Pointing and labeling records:
* * * *

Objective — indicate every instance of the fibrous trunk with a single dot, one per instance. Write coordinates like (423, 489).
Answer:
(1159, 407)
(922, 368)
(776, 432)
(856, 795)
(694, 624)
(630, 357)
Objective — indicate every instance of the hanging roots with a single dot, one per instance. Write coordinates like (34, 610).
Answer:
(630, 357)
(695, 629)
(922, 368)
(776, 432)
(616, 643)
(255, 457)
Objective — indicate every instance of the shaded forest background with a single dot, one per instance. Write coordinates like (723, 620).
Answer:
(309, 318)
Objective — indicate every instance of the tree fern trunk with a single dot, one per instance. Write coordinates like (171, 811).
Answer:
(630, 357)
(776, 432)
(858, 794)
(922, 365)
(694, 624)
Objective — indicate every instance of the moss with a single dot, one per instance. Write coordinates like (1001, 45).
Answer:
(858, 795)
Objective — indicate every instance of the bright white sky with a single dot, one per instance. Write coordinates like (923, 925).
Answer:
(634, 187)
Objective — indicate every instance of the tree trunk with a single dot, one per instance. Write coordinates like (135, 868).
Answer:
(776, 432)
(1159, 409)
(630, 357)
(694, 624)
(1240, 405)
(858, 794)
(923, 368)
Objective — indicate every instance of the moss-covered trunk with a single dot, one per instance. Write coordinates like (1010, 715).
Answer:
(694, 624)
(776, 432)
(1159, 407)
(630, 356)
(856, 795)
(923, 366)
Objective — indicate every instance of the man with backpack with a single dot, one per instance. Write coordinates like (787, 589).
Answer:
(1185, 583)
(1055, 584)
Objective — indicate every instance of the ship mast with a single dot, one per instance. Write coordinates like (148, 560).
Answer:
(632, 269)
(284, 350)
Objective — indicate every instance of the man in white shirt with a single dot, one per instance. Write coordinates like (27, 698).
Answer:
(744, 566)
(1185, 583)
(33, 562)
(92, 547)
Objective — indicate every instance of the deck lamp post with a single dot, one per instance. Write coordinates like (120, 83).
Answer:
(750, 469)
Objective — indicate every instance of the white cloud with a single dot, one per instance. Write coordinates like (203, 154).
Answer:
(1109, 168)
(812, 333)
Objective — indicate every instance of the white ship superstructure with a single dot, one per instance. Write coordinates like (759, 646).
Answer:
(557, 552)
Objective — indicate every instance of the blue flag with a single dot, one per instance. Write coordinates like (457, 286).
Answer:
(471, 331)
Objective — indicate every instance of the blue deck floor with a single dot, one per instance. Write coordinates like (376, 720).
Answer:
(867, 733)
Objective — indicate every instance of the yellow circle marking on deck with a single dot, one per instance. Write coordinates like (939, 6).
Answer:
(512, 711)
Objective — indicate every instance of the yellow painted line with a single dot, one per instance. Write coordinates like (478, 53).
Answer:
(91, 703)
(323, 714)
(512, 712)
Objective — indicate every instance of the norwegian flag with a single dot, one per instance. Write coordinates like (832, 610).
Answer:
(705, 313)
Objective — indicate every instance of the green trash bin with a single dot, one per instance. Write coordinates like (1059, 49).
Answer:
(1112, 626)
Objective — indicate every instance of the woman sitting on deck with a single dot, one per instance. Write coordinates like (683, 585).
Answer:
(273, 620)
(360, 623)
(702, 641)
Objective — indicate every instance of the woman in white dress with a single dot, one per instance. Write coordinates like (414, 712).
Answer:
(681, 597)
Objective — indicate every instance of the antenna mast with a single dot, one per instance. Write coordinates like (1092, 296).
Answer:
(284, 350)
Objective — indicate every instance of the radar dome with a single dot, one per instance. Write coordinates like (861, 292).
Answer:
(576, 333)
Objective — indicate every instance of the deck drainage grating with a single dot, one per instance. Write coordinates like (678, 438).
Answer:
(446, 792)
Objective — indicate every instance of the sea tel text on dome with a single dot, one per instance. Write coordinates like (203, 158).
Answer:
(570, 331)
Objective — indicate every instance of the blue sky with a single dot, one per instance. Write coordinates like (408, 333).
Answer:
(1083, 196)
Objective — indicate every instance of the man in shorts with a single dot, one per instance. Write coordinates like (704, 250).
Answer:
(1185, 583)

* * * *

▸ TASK DESCRIPTION
Starting at the beginning of the records, write out every line without any change and stop after the line that contains "(1055, 584)", including that line.

▸ SOLUTION TO THIS TASK
Objective — indicate every instance of the fibrous trunk with a single dot, one per instance. Write coordinates like (423, 489).
Answer:
(1159, 407)
(922, 368)
(776, 432)
(856, 795)
(694, 624)
(630, 357)
Objective — indicate every instance of the hanging roots with a single dot, one per instance. Write coordinates like (34, 610).
Answer:
(630, 357)
(695, 629)
(922, 368)
(776, 432)
(616, 643)
(255, 457)
Objective — indicate every instance of the shaded forest background with a single dot, one per instance. Write coordinates like (723, 620).
Answer:
(309, 318)
Objective — indicate every instance of the tree fern trunk with a single dot, one per instance. Write coordinates like (171, 811).
Answer:
(630, 357)
(776, 432)
(858, 794)
(922, 365)
(694, 624)
Objective — indicate every instance of the moss with a single dot, one per instance. Write coordinates like (1001, 45).
Answer:
(858, 795)
Objective — indicate every instance of the bright white sky with a single dot, one per instance. Write coordinates like (923, 925).
Answer:
(634, 187)
Objective — indicate every instance of the tree trunk with a single dot, one per instance. Write coordinates like (135, 868).
Answer:
(776, 432)
(1159, 409)
(630, 357)
(694, 624)
(1240, 405)
(858, 794)
(923, 368)
Objective — indicate every instance of the moss-covered trunk with a single dot, one per instance. Write coordinates like (1010, 715).
Answer:
(694, 624)
(776, 432)
(1159, 407)
(630, 356)
(856, 795)
(923, 366)
Objective — indicate every instance of the man with backpack with a single dot, one per instance. Write coordinates like (787, 589).
Answer:
(1185, 583)
(1055, 584)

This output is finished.